(Pointing dataset excerpts)
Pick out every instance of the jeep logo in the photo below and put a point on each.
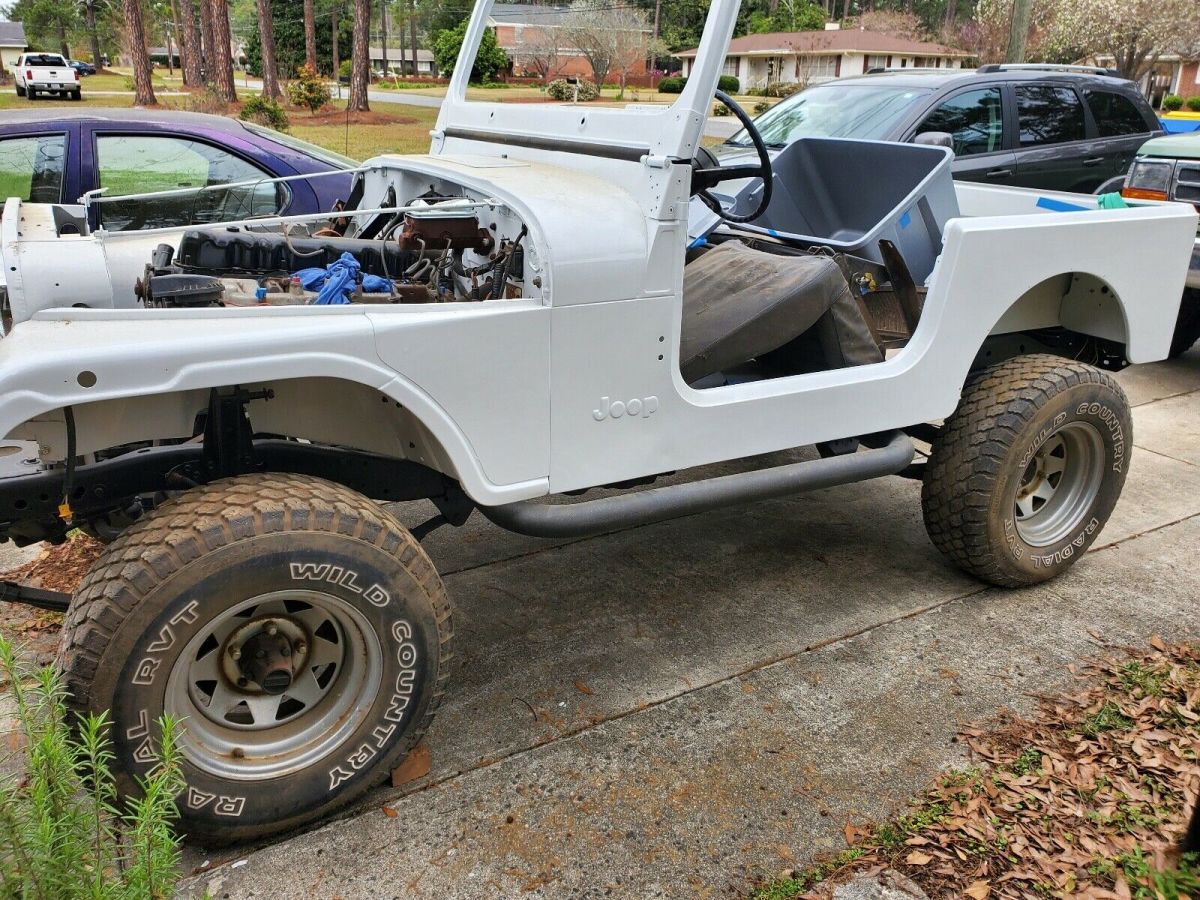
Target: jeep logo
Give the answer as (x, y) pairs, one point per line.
(616, 408)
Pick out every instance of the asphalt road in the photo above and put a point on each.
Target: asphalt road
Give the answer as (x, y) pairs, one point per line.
(676, 709)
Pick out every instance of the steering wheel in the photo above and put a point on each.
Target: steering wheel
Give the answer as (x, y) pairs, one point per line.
(705, 179)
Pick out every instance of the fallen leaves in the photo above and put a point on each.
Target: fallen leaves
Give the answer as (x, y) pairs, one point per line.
(1086, 798)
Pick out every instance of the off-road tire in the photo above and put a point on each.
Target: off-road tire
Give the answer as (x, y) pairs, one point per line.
(1187, 327)
(207, 559)
(981, 463)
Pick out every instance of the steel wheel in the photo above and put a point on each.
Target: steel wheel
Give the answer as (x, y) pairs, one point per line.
(274, 684)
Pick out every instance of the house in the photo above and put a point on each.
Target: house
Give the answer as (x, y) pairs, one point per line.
(523, 30)
(815, 57)
(12, 43)
(425, 64)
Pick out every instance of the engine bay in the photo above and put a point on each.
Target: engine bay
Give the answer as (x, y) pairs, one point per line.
(439, 246)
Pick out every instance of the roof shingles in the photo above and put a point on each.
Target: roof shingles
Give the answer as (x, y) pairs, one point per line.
(838, 41)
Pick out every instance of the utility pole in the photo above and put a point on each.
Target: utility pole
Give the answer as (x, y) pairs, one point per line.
(1019, 31)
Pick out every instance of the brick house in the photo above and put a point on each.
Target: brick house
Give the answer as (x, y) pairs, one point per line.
(521, 27)
(815, 57)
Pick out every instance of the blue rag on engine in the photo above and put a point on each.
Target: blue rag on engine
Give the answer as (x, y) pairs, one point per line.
(336, 282)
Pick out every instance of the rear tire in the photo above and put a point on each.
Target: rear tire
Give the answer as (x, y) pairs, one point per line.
(1187, 327)
(297, 628)
(1026, 472)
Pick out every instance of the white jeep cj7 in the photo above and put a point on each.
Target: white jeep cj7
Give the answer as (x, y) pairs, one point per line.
(545, 318)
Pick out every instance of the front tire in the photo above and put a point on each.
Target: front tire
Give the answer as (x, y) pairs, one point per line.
(1026, 472)
(1187, 327)
(297, 629)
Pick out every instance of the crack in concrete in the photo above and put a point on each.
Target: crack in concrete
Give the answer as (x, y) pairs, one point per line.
(1165, 456)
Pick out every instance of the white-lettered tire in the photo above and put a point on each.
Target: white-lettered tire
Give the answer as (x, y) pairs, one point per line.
(1027, 469)
(297, 628)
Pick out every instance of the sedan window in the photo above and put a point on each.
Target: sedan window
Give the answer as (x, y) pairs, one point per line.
(975, 119)
(1115, 115)
(1049, 114)
(31, 168)
(145, 163)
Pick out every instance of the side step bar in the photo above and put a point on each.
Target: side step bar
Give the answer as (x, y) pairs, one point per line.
(659, 504)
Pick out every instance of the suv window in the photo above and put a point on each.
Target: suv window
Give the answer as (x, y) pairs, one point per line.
(1048, 114)
(1114, 114)
(31, 168)
(145, 163)
(975, 119)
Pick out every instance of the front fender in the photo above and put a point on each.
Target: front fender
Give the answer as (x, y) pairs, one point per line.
(81, 357)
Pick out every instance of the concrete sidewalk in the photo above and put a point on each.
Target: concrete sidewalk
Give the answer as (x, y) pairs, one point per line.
(677, 709)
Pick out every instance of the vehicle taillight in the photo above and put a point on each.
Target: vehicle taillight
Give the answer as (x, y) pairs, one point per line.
(1149, 180)
(1141, 193)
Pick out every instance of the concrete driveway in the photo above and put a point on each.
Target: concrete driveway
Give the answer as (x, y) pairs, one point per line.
(677, 709)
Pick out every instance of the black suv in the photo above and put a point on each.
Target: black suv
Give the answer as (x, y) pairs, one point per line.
(1051, 127)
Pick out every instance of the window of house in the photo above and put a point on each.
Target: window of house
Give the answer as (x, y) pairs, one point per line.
(31, 168)
(145, 163)
(1115, 115)
(1049, 114)
(975, 119)
(816, 66)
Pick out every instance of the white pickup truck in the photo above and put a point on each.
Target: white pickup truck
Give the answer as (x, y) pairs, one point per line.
(543, 323)
(46, 73)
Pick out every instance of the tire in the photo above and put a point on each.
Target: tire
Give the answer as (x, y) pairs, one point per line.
(345, 587)
(1187, 327)
(1025, 473)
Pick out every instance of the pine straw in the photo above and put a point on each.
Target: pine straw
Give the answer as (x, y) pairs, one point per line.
(60, 567)
(1087, 798)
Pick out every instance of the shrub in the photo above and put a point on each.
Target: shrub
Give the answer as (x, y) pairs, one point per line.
(561, 89)
(781, 89)
(61, 833)
(265, 112)
(309, 89)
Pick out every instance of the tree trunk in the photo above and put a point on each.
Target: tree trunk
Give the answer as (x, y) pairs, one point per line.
(208, 48)
(1019, 31)
(136, 43)
(383, 34)
(222, 57)
(337, 63)
(412, 33)
(190, 40)
(360, 60)
(89, 10)
(270, 71)
(310, 35)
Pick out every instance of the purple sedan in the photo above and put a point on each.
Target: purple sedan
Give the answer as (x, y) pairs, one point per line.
(57, 157)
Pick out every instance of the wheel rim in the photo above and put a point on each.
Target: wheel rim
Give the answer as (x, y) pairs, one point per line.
(1060, 485)
(235, 726)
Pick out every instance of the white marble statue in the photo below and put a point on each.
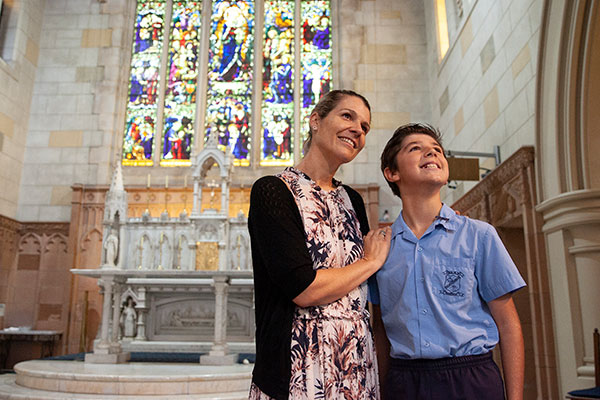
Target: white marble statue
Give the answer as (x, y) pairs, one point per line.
(129, 318)
(111, 248)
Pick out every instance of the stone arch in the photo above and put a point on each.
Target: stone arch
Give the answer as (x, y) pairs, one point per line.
(568, 178)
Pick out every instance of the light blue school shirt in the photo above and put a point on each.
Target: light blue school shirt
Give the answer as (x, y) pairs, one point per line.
(433, 291)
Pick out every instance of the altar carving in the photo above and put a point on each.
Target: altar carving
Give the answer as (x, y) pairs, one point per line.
(167, 278)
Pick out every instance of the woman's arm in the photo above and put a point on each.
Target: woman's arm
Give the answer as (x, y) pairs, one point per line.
(512, 348)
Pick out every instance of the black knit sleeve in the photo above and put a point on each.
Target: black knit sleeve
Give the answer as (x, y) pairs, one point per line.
(278, 239)
(359, 209)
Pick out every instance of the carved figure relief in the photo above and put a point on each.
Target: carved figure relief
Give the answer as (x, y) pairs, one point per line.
(129, 320)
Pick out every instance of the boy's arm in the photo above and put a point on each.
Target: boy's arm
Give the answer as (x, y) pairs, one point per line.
(382, 345)
(512, 348)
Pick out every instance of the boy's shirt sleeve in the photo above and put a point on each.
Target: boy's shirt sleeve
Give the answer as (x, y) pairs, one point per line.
(496, 272)
(373, 293)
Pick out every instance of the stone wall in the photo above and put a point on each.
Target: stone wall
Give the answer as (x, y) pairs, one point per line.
(76, 122)
(483, 91)
(20, 30)
(383, 55)
(34, 280)
(73, 120)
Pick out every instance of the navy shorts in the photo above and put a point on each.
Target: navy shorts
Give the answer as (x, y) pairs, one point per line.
(465, 378)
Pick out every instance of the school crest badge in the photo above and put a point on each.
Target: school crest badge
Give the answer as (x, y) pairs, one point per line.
(452, 283)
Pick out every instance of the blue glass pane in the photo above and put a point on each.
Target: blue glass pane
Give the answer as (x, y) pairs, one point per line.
(180, 95)
(230, 76)
(138, 140)
(278, 88)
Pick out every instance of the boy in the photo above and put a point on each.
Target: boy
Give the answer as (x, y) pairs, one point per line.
(444, 292)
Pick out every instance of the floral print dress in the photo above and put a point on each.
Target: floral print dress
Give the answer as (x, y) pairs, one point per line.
(332, 348)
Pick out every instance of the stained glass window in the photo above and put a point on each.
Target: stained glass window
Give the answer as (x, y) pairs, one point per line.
(180, 97)
(277, 84)
(230, 65)
(144, 79)
(294, 72)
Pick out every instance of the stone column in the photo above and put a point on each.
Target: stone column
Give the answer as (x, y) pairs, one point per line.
(115, 343)
(218, 353)
(141, 310)
(108, 350)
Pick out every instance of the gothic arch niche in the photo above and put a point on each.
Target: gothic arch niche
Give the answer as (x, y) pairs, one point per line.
(568, 178)
(506, 198)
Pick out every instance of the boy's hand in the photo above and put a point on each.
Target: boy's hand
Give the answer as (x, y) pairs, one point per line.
(377, 245)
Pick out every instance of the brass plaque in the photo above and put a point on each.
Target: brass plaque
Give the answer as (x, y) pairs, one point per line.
(463, 169)
(207, 256)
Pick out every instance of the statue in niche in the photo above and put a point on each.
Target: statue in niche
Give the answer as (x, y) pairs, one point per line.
(129, 320)
(111, 248)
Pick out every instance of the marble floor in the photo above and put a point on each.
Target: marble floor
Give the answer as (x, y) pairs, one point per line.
(45, 380)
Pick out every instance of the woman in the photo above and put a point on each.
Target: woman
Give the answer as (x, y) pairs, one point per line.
(311, 255)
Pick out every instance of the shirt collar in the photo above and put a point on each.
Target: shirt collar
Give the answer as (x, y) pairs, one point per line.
(447, 219)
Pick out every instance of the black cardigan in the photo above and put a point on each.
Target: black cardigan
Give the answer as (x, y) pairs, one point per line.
(283, 268)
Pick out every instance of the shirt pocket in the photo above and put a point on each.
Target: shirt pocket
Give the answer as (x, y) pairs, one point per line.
(452, 280)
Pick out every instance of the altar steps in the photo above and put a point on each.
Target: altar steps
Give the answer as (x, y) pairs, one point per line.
(48, 380)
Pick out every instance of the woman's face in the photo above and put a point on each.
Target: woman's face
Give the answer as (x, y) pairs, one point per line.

SET PROBLEM — Can you rewrite the lines from the one with "Pick out every instance of the engine" to the one with "(1165, 456)", swapping "tire" for "wheel" and leaving everything else unchanged? Return only those lines.

IN RESPONSE —
Pick out every instance of the engine bay in the photo above and put a point on each.
Target: engine bay
Give the answer as (x, y) pairs, one point per line.
(439, 246)
Pick out every instance of the roof shingles in the photo above and put a point on each.
Target: roof shingles
Give the answer as (x, y) pairs, one point per line.
(838, 41)
Pick out every instance of the utility pole in the photo above and put a point on each.
Target: utility pole
Give the answer as (x, y) pairs, one point per line.
(1019, 31)
Pick out every instance of the brick house in the photo above and put a point on each.
Target: brick house
Give the answer as (x, y) pairs, one point per line.
(521, 27)
(815, 57)
Pick out every instance of the blue rag on engine in the photo above and put a point on each.
Target: blue rag on engine
Give the answer as (x, y) pairs, one point per line.
(336, 282)
Pick out every instance of the rear wheel in the photo above and put a point on each.
Target: rear wheel
Give the answer as (x, y) pairs, one point per line.
(1187, 327)
(297, 628)
(1026, 472)
Pick out every instance of the white jeep cj7 in the photo above and put a point on each.
Target: white jeep cj7
Give the answer as (x, y) pairs, one point per line.
(545, 318)
Pick out every instance of the front wheel in the photo above and put a point on each.
Target: front wheel
Give the answer as (x, y) pairs, one point per line.
(1026, 472)
(1187, 327)
(297, 629)
Pick out every instance of the crack in concrete in the photo above and put a point on each.
Target: crack in concrete
Give the answer as (x, y) pairs, one point per line.
(1165, 456)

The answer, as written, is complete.